§ **TEXT SHOWN**

※ ※ ※

COPY INTO

Overview

Load data from object storage files into a table in bulk. Supports OSS/COS/S3, accessed via Volume mounts. Suitable for one-time or scheduled batch ingestion. For continuous automatic import of new files, use Pipe. Supports data transformation in a FROM (SELECT ...) subquery; see Structured and Semi-Structured Data Analysis.

Syntax

-- Directly import from VOLUME COPY INTO|OVERWRITE <table_name> [PARTITION (<partition_column> = <partition_value>)] FROM VOLUME <volume_name> [(<column_name> <column_type>, ...)] USING CSV | PARQUET | ORC | BSON [OPTIONS(<key> = <value>, ...)] [FILES('<file1>', '<file2>', ...) | SUBDIRECTORY '<path>' | REGEXP '<pattern>'] [PURGE = TRUE] [ON_ERROR = CONTINUE | ABORT]; -- Transform data during import (must explicitly declare column names and types in the VOLUME clause) COPY INTO <table_name> FROM ( SELECT <expr>, ... FROM VOLUME <volume_name>(<column_name> <column_type>, ...) USING CSV | PARQUET | ORC [OPTIONS(<key> = <value>, ...)] [FILES('<file>') | SUBDIRECTORY '<path>' | REGEXP '<pattern>'] ) [PURGE = TRUE] [ON_ERROR = CONTINUE | ABORT];

Parameter Description

  • INTO: Append mode. New data is appended to the target table without affecting existing data.

  • OVERWRITE: Overwrite mode. Clears the target table first, then imports new data.

  • PARTITION (column = value): Directly specifies the value of the partition column, e.g., PARTITION (dt='2024-01'). The PARTITION clause follows the table name and comes before FROM. The file only needs to contain non-partition columns; the partition value is specified by this clause.

  • column_name / column_type: Optional. Lakehouse supports automatic schema recognition for files. It is recommended not to fill these in:

    • CSV: Automatically generates field names starting from f0 after splitting by delimiter; types are inferred as int, double, string, or bool. When header='true' is specified, the CSV file's header row is used as column names.
    • Parquet / ORC: Automatically recognizes field names and types stored in the file. If the number of columns is inconsistent, Lakehouse attempts to merge them; if merging is not possible, an error is reported.
    • When referencing columns in a FROM (SELECT ...) subquery, you must explicitly declare column names and types in the VOLUME clause; otherwise column names cannot be resolved.
  • USING: Specifies the file format. Supports CSV, PARQUET, ORC, BSON.

※ ※ ※

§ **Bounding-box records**

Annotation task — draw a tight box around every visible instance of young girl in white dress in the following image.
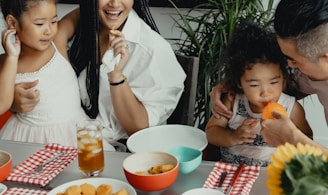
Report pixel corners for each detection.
[206,23,313,166]
[0,0,87,146]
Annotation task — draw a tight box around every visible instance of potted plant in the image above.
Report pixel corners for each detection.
[169,0,274,129]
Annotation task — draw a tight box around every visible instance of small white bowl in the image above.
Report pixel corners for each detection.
[126,125,208,153]
[182,188,224,195]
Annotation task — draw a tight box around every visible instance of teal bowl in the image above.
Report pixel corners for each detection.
[168,146,202,174]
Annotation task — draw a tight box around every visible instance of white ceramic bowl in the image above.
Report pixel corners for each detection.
[126,125,208,153]
[182,188,224,195]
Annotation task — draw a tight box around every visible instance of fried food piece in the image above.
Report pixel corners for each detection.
[64,185,82,195]
[148,165,162,174]
[97,184,113,195]
[113,188,128,195]
[80,183,96,195]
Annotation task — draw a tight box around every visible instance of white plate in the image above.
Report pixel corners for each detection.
[0,183,7,195]
[47,177,137,195]
[182,188,224,195]
[126,125,208,152]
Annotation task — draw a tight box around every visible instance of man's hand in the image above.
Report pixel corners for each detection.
[234,118,257,144]
[210,84,234,119]
[10,81,40,113]
[261,111,300,147]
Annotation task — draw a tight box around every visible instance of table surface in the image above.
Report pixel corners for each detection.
[0,140,269,195]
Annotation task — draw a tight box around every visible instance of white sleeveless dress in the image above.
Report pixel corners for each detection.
[0,43,87,146]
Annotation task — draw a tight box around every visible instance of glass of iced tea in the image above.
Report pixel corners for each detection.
[77,120,104,177]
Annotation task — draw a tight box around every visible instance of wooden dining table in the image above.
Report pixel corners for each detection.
[0,139,269,195]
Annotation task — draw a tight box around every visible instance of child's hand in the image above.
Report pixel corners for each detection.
[1,29,21,58]
[234,118,257,144]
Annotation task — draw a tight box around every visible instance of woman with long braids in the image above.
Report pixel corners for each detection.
[13,0,186,146]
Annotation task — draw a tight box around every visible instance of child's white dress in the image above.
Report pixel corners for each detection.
[220,93,295,166]
[0,44,87,146]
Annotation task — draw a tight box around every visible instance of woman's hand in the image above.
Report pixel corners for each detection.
[1,29,21,58]
[210,84,234,119]
[108,30,130,82]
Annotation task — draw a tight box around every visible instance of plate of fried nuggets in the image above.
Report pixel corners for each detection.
[48,177,137,195]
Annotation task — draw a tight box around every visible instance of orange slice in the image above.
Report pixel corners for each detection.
[262,102,287,119]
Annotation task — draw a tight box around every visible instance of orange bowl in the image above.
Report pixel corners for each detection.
[0,150,12,182]
[123,152,179,192]
[262,102,288,119]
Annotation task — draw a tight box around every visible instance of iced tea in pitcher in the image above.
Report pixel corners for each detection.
[77,120,104,176]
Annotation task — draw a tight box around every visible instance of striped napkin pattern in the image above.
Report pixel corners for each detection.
[203,162,260,195]
[7,143,77,186]
[4,187,47,195]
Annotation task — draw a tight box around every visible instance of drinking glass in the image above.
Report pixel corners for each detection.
[77,120,104,177]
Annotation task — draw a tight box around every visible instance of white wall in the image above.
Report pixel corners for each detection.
[0,4,328,146]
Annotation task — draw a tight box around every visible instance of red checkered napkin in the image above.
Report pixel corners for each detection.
[4,187,47,195]
[7,143,77,186]
[203,162,260,195]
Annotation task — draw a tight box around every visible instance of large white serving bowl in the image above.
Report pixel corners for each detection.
[126,125,208,153]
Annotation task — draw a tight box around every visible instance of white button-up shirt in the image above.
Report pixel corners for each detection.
[79,11,186,140]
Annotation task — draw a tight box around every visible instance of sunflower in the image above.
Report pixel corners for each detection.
[266,143,328,195]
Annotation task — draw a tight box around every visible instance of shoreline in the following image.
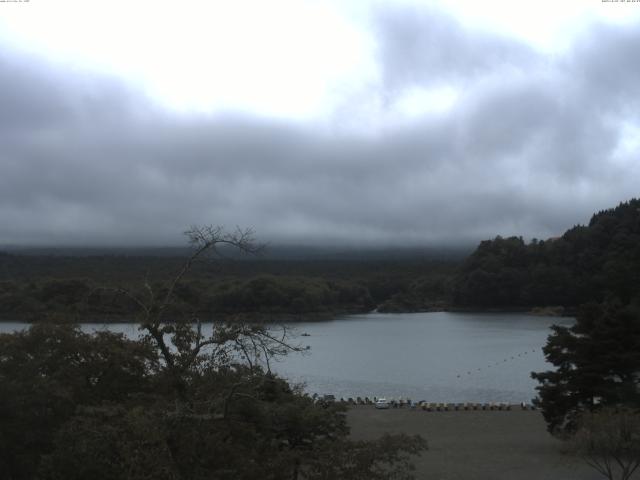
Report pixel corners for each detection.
[346,405,602,480]
[0,307,576,324]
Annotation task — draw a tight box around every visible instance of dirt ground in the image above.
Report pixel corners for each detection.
[347,406,616,480]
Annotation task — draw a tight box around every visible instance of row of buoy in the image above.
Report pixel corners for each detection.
[317,395,536,412]
[456,348,536,378]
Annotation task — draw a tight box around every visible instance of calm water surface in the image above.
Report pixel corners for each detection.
[0,312,573,402]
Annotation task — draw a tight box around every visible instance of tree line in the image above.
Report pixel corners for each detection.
[452,199,640,307]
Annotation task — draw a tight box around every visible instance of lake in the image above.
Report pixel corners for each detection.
[0,312,574,403]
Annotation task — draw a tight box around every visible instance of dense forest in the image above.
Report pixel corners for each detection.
[0,253,461,321]
[0,199,640,321]
[452,199,640,308]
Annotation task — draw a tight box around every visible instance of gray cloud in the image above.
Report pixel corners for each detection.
[0,10,640,244]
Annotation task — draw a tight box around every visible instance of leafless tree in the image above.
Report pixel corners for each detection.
[118,226,304,402]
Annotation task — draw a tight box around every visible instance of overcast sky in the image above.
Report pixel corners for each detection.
[0,0,640,246]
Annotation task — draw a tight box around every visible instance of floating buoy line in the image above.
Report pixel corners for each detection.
[456,348,536,378]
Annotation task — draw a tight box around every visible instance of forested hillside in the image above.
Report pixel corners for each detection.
[453,199,640,307]
[0,253,460,322]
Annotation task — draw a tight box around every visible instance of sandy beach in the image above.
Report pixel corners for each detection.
[347,405,608,480]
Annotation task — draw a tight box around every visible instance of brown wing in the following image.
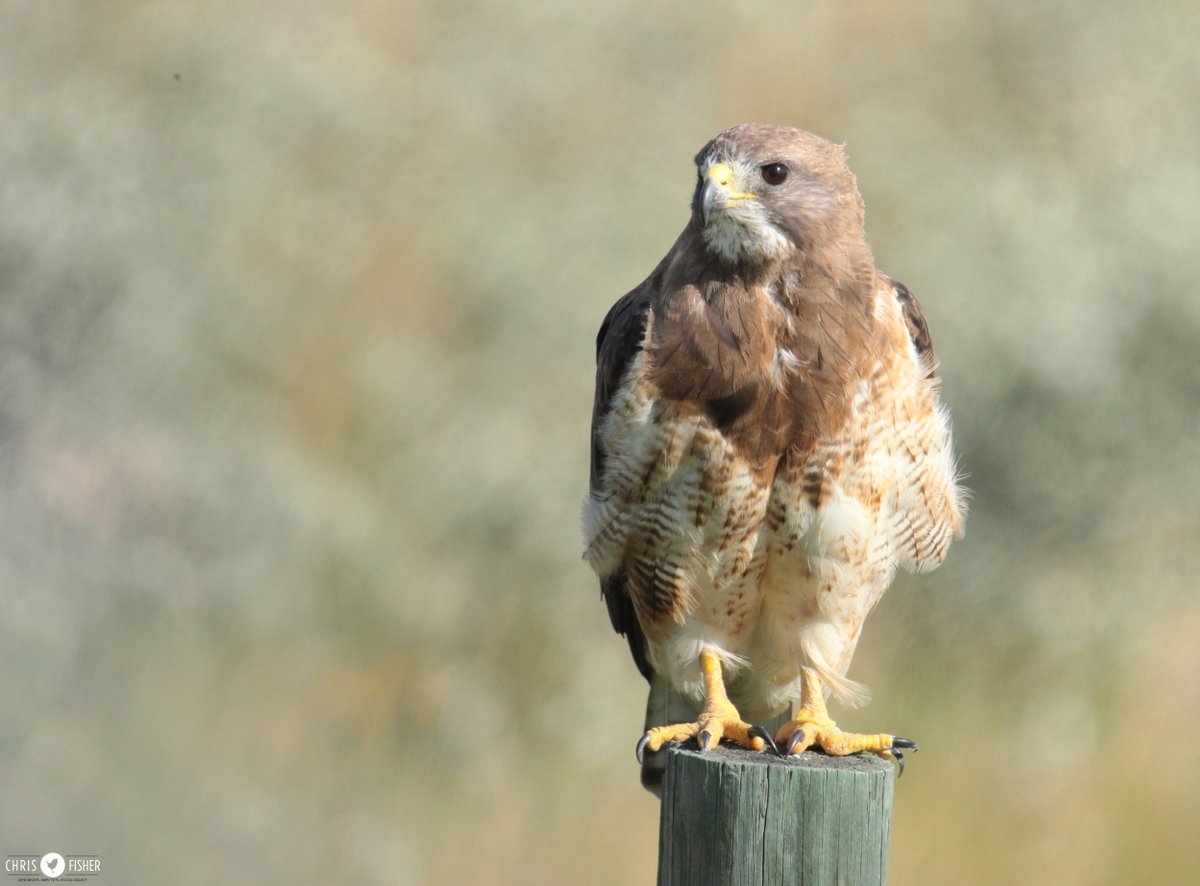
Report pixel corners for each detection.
[590,273,658,680]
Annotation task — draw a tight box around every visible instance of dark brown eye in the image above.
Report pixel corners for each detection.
[762,163,787,185]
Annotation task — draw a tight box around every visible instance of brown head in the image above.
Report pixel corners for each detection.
[691,124,864,267]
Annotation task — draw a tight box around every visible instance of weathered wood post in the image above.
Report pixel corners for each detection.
[659,746,895,886]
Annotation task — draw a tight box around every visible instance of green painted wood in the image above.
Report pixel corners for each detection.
[659,746,895,886]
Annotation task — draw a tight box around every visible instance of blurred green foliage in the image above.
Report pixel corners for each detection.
[0,0,1200,884]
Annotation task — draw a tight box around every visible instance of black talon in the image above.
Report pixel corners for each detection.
[634,735,650,766]
[748,726,779,756]
[787,729,804,755]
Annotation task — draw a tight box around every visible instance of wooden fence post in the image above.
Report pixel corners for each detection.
[659,746,895,886]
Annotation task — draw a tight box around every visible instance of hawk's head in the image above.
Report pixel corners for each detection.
[692,124,863,265]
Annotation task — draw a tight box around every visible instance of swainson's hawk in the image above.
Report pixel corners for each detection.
[583,124,965,788]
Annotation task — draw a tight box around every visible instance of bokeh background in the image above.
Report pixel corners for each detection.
[0,0,1200,884]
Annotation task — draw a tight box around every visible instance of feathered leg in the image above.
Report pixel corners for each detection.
[637,649,775,760]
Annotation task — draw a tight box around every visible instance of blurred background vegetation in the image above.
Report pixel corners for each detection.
[0,0,1200,884]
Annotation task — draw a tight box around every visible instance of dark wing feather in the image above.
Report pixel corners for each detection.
[892,280,937,378]
[592,279,658,680]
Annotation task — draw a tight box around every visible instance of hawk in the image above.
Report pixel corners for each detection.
[583,124,965,790]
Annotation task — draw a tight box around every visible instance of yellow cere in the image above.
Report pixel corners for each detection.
[706,163,758,203]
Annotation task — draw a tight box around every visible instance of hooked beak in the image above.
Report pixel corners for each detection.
[700,163,758,225]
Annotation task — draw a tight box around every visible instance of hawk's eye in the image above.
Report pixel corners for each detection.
[762,163,787,185]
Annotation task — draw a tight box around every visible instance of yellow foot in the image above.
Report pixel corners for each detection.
[637,711,778,762]
[775,708,917,773]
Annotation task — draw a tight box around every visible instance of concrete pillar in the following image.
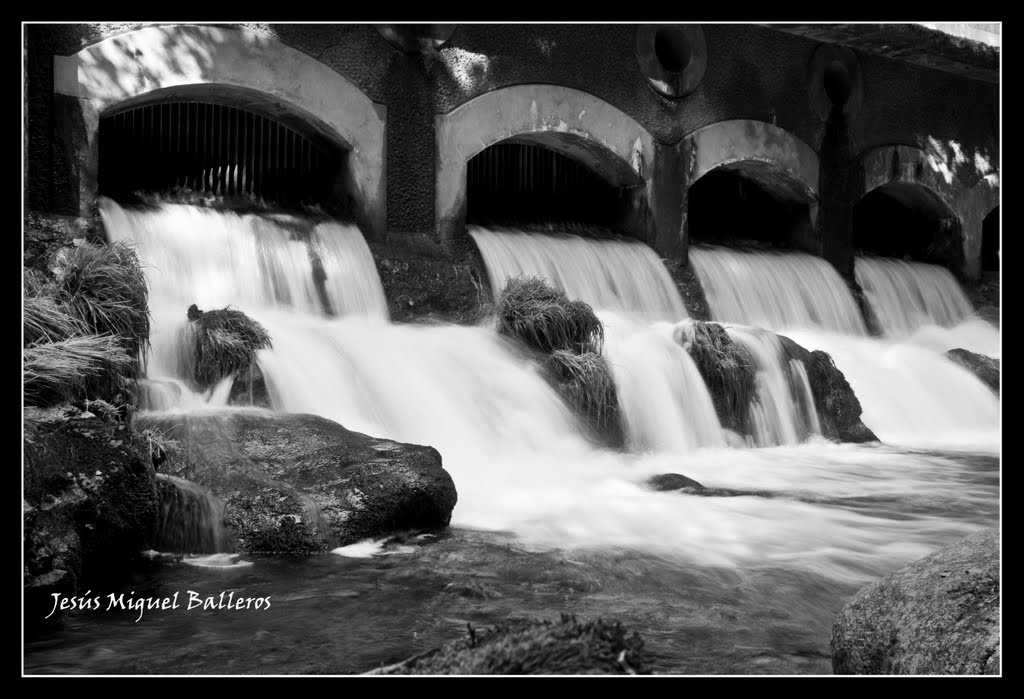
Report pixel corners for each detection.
[384,50,434,239]
[52,94,99,216]
[817,107,863,281]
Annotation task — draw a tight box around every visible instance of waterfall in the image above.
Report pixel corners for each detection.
[153,473,232,554]
[725,324,821,446]
[103,198,998,560]
[469,226,687,321]
[689,246,866,335]
[855,257,974,337]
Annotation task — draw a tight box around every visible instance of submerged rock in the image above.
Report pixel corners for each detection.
[542,350,626,449]
[946,348,999,395]
[831,529,1000,674]
[778,335,879,442]
[647,473,706,491]
[677,320,757,434]
[136,409,458,553]
[23,418,158,626]
[367,614,647,674]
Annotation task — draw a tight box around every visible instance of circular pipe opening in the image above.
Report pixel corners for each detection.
[687,162,814,250]
[654,29,690,73]
[823,58,853,106]
[853,182,961,268]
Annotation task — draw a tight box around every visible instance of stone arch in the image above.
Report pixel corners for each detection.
[677,119,820,253]
[53,25,386,234]
[857,145,956,211]
[956,172,999,279]
[852,144,970,278]
[434,85,654,243]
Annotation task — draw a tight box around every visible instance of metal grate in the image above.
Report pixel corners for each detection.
[99,102,340,204]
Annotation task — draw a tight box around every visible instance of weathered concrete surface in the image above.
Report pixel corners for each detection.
[946,349,999,395]
[53,25,385,232]
[855,145,999,280]
[23,415,158,626]
[776,335,879,442]
[764,23,1000,83]
[954,172,999,281]
[831,529,1000,674]
[636,25,708,99]
[676,119,819,259]
[377,25,458,53]
[435,85,654,242]
[26,23,1000,270]
[370,233,493,324]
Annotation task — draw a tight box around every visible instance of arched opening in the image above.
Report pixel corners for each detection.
[53,25,386,235]
[981,207,999,272]
[687,161,816,252]
[98,91,354,219]
[853,180,963,269]
[434,85,656,245]
[466,134,629,228]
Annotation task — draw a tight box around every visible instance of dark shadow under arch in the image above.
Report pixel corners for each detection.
[853,180,964,269]
[687,161,817,252]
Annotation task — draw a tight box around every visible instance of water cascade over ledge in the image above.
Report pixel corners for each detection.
[855,257,974,337]
[97,195,999,564]
[469,226,687,321]
[689,246,866,335]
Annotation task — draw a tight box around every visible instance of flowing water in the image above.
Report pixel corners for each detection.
[26,202,999,674]
[854,257,974,337]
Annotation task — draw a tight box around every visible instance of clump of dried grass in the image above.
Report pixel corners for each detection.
[186,308,271,388]
[54,242,150,358]
[682,320,757,434]
[544,350,622,436]
[498,277,604,354]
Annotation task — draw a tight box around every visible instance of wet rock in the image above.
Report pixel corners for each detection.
[367,614,647,674]
[677,320,757,434]
[23,412,158,626]
[647,473,705,490]
[831,529,1000,674]
[369,234,492,324]
[136,409,457,553]
[946,349,999,395]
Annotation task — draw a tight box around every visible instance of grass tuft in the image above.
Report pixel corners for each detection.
[544,350,622,441]
[682,320,757,434]
[186,308,271,388]
[54,242,150,359]
[23,296,90,347]
[498,277,604,354]
[22,335,134,405]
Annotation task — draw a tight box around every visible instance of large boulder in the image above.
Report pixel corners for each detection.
[946,349,999,395]
[367,614,647,674]
[831,529,1000,674]
[22,415,158,625]
[677,320,757,434]
[136,409,457,553]
[778,335,879,442]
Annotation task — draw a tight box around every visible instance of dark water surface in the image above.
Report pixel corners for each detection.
[25,451,999,674]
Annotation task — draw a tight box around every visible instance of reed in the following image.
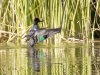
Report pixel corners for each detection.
[0,0,97,43]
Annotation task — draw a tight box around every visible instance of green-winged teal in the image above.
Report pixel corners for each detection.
[25,18,61,47]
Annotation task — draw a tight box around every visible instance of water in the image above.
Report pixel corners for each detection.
[0,43,100,75]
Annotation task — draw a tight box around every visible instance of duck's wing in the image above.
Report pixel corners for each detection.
[35,28,61,42]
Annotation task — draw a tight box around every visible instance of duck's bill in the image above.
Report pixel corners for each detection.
[39,20,44,22]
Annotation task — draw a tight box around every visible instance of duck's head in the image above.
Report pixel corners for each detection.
[34,18,43,24]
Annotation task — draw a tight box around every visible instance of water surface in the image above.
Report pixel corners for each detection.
[0,43,100,75]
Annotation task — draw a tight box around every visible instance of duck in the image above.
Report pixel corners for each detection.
[25,18,61,47]
[25,18,43,41]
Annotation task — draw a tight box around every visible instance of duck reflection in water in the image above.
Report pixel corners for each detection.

※ ※ ※

§ **TASK TO COMPLETE**
Can you return, word for word, the part of the COPY INTO reference that opens with the words containing "-- Directly import" and closes with "affecting existing data."? None of the records are needed here.

§ **RESPONSE TO THIS TASK**
-- Directly import from VOLUME COPY INTO|OVERWRITE <table_name> [PARTITION (<partition_column> = <partition_value>)] FROM VOLUME <volume_name> [(<column_name> <column_type>, ...)] USING CSV | PARQUET | ORC | BSON [OPTIONS(<key> = <value>, ...)] [FILES('<file1>', '<file2>', ...) | SUBDIRECTORY '<path>' | REGEXP '<pattern>'] [PURGE = TRUE] [ON_ERROR = CONTINUE | ABORT]; -- Transform data during import (must explicitly declare column names and types in the VOLUME clause) COPY INTO <table_name> FROM ( SELECT <expr>, ... FROM VOLUME <volume_name>(<column_name> <column_type>, ...) USING CSV | PARQUET | ORC [OPTIONS(<key> = <value>, ...)] [FILES('<file>') | SUBDIRECTORY '<path>' | REGEXP '<pattern>'] ) [PURGE = TRUE] [ON_ERROR = CONTINUE | ABORT];

Parameter Description

  • INTO: Append mode. New data is appended to the target table without affecting existing data.